#### [Task item]
Take each line below that has "frame" and copy it.

--- START ---

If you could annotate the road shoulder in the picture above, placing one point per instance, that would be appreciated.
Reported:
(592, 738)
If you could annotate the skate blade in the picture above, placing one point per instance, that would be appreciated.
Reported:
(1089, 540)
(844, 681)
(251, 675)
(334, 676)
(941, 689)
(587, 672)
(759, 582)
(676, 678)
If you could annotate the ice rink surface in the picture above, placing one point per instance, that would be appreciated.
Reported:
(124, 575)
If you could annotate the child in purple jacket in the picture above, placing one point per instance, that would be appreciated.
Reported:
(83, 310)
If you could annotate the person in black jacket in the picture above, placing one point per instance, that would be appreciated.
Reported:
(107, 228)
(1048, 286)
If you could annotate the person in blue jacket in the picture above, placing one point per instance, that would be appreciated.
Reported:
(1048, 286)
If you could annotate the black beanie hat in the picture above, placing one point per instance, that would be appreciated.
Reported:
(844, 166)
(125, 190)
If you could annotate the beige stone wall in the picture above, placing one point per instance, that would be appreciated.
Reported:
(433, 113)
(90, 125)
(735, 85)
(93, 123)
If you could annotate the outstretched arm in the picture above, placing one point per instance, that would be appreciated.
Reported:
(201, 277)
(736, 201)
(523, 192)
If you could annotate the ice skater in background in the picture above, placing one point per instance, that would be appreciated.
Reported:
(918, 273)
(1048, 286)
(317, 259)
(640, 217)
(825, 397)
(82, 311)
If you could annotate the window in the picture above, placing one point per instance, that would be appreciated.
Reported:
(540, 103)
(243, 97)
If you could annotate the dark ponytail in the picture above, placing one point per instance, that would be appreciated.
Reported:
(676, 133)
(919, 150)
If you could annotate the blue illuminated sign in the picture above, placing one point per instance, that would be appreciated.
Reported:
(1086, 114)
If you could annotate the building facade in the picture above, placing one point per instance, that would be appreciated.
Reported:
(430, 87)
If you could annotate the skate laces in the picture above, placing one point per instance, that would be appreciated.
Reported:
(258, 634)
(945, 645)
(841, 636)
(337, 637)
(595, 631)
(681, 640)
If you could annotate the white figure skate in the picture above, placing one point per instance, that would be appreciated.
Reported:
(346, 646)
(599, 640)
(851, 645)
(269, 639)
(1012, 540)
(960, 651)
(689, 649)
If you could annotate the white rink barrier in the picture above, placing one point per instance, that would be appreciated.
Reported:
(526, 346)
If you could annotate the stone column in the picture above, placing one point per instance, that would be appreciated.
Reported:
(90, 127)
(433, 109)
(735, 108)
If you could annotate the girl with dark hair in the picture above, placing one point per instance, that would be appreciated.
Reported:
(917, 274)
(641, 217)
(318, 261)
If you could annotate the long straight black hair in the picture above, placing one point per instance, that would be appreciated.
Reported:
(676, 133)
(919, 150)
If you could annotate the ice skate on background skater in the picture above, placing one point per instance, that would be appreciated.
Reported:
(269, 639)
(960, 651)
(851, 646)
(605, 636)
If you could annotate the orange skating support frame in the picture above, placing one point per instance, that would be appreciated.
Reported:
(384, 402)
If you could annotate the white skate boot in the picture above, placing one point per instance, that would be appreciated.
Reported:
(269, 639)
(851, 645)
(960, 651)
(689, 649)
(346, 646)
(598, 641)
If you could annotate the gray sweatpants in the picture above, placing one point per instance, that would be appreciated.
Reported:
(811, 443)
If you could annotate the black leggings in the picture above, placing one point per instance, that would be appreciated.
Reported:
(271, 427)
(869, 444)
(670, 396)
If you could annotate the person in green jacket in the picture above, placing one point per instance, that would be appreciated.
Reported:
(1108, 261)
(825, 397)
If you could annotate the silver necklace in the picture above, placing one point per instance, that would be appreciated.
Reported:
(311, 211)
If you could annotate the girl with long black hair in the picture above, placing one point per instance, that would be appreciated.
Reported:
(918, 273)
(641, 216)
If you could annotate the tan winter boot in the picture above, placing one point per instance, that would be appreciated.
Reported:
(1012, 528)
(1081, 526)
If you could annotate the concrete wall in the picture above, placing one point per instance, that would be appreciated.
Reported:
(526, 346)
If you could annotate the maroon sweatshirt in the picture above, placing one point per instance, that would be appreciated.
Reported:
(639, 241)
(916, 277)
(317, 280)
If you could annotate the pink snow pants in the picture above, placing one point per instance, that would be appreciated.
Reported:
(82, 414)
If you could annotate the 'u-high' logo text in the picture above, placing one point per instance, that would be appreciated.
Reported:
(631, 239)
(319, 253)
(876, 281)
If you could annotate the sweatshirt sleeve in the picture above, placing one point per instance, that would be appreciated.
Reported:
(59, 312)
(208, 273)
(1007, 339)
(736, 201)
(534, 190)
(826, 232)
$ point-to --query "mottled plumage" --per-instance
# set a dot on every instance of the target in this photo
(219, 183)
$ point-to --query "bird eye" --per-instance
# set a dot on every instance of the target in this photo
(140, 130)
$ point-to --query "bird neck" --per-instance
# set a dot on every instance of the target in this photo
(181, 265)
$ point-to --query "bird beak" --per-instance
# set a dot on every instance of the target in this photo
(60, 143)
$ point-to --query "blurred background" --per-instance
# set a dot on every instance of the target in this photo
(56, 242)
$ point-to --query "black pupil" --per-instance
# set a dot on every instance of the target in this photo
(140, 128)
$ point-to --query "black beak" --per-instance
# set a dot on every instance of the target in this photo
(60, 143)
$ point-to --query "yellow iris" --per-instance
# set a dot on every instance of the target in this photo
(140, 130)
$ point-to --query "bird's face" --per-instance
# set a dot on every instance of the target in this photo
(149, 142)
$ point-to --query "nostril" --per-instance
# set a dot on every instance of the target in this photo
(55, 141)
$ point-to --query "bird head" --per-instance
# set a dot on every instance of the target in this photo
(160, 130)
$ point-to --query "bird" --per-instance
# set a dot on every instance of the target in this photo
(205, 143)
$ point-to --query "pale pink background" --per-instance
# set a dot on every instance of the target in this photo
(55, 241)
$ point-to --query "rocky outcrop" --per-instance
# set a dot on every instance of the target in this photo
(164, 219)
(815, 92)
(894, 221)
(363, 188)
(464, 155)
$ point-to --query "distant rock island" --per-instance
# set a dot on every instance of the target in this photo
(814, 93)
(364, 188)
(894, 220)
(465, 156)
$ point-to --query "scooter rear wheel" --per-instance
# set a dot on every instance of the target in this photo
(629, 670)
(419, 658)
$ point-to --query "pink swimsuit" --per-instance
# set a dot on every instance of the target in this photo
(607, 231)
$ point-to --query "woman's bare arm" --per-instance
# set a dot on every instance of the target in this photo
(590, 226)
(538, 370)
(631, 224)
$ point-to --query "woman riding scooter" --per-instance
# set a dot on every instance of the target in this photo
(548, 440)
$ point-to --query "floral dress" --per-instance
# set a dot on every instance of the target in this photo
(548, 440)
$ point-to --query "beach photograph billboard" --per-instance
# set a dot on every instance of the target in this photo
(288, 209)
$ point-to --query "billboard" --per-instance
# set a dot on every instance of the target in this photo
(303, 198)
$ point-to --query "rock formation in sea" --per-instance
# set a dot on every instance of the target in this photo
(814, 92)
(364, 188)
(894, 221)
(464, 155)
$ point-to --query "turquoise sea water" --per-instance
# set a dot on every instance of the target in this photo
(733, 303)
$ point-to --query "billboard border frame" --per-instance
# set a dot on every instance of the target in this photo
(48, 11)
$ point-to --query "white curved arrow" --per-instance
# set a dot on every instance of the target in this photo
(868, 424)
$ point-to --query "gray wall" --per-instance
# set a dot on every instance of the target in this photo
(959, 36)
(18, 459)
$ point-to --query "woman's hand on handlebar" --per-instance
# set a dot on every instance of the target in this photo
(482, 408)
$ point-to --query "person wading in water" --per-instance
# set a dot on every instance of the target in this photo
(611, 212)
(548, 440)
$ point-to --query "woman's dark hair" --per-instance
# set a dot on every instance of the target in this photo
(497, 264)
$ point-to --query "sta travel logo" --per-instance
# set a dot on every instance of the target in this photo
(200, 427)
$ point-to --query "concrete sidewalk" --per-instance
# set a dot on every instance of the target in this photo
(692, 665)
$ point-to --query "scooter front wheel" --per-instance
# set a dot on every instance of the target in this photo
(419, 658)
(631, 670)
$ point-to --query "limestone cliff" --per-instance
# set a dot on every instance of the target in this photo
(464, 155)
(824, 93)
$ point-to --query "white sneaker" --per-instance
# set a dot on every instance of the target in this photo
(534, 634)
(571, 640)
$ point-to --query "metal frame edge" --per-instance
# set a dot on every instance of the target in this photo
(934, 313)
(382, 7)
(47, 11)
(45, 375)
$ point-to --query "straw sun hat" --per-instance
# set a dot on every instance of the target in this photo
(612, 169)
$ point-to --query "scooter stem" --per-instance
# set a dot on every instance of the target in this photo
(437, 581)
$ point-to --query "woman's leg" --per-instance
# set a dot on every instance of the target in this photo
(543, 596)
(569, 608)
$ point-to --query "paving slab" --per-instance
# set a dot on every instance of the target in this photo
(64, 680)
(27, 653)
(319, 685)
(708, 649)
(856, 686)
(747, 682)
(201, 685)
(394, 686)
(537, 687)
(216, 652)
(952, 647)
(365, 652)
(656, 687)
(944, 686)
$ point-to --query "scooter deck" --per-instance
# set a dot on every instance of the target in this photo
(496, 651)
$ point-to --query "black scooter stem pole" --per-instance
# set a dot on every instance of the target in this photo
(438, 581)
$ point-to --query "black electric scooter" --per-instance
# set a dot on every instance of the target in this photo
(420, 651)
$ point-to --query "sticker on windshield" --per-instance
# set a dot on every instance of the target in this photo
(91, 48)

--- END ---

#### [Solution]
If you could annotate the orange skating support frame in the picture above, placing one point per instance, that would be appreciated.
$ point-to --query "billboard border frame" --per-instance
$ point-to --query "metal frame edge" --per-instance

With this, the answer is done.